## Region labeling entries
***

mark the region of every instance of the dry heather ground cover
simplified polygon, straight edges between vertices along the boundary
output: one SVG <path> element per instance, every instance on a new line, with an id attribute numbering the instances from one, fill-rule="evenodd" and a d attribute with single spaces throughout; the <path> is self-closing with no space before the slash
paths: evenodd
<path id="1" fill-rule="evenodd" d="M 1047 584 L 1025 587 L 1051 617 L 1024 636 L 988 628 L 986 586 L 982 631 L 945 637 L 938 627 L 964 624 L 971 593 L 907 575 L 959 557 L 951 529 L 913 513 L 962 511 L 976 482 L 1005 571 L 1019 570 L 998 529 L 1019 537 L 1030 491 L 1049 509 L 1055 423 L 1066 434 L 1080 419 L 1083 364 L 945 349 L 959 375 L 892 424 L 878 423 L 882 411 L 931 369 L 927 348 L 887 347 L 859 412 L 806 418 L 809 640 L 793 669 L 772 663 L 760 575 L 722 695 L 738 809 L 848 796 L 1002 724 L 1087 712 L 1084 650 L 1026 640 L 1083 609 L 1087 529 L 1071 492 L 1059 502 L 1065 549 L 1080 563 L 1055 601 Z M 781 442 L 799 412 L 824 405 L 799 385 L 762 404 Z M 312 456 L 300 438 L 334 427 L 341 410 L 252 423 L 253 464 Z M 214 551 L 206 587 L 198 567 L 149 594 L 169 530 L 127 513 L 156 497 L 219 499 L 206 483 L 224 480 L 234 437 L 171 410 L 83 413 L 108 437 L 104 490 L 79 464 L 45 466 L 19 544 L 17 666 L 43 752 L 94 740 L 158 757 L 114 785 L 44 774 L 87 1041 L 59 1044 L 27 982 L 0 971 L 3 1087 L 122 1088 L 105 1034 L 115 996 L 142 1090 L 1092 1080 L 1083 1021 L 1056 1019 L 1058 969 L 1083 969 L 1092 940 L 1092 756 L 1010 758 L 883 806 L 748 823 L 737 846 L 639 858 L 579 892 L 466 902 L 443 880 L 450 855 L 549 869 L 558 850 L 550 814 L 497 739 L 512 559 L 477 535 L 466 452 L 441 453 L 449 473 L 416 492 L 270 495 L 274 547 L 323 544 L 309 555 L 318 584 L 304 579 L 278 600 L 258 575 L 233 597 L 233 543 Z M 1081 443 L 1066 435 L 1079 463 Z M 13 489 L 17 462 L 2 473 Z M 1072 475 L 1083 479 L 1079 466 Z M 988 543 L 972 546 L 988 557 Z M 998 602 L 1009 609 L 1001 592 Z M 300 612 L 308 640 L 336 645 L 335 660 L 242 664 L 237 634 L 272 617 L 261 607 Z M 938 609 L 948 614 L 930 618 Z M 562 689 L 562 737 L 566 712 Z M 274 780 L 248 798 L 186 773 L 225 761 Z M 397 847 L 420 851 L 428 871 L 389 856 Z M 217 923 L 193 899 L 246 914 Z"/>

***

## Given instruction
Arrange every line of the records above as a numbered list, omitting any blank lines.

## Reply
1. mark the region of every instance of the dry heather ground cover
2. simplified polygon, straight edges between vertices along the boundary
3. output: one SVG <path> element per instance, every instance on a new line, with an id attribute numbering the instances from one, fill-rule="evenodd" and a d attribute with single spaces throughout; the <path> is self-closing with no space before the slash
4. paths: evenodd
5. <path id="1" fill-rule="evenodd" d="M 1047 584 L 1025 587 L 1051 617 L 1024 636 L 988 628 L 986 586 L 982 631 L 945 637 L 938 627 L 964 624 L 971 593 L 907 575 L 959 557 L 951 529 L 913 513 L 962 511 L 976 482 L 1005 571 L 1019 570 L 998 529 L 1019 537 L 1030 491 L 1049 509 L 1055 423 L 1066 434 L 1080 419 L 1083 364 L 945 349 L 959 375 L 892 424 L 878 423 L 882 411 L 931 369 L 927 348 L 887 347 L 859 412 L 806 418 L 809 640 L 793 669 L 772 663 L 760 575 L 722 695 L 738 809 L 848 796 L 1002 724 L 1087 712 L 1084 650 L 1026 640 L 1083 609 L 1087 529 L 1071 492 L 1059 502 L 1065 549 L 1080 563 L 1055 601 Z M 781 442 L 799 412 L 824 405 L 799 385 L 762 404 Z M 312 456 L 300 438 L 334 427 L 341 410 L 252 423 L 253 464 Z M 214 551 L 206 587 L 198 567 L 149 594 L 169 530 L 127 513 L 156 497 L 219 499 L 206 483 L 224 480 L 234 437 L 171 410 L 83 413 L 108 437 L 104 490 L 79 464 L 45 466 L 19 544 L 17 666 L 43 752 L 94 740 L 158 757 L 114 785 L 44 774 L 87 1041 L 59 1044 L 27 982 L 0 971 L 3 1087 L 122 1088 L 105 1034 L 115 996 L 142 1090 L 1092 1080 L 1083 1021 L 1056 1019 L 1058 969 L 1083 969 L 1092 940 L 1092 756 L 1010 758 L 883 806 L 748 823 L 737 846 L 639 858 L 579 892 L 466 902 L 443 880 L 450 855 L 549 869 L 558 850 L 550 814 L 497 739 L 512 559 L 477 535 L 466 452 L 441 453 L 449 473 L 416 492 L 270 495 L 274 547 L 323 544 L 309 555 L 318 584 L 304 579 L 278 600 L 258 575 L 233 597 L 233 543 Z M 1081 443 L 1066 435 L 1079 463 Z M 13 489 L 17 462 L 2 473 Z M 1072 475 L 1083 479 L 1079 466 Z M 988 543 L 972 546 L 988 557 Z M 998 602 L 1009 609 L 1001 592 Z M 300 612 L 308 640 L 336 645 L 335 660 L 242 664 L 237 634 L 272 617 L 261 607 Z M 938 609 L 948 614 L 930 618 Z M 562 689 L 562 737 L 566 712 Z M 274 780 L 248 798 L 186 773 L 225 761 Z M 397 847 L 420 851 L 428 871 L 389 856 Z M 217 923 L 193 899 L 246 914 Z"/>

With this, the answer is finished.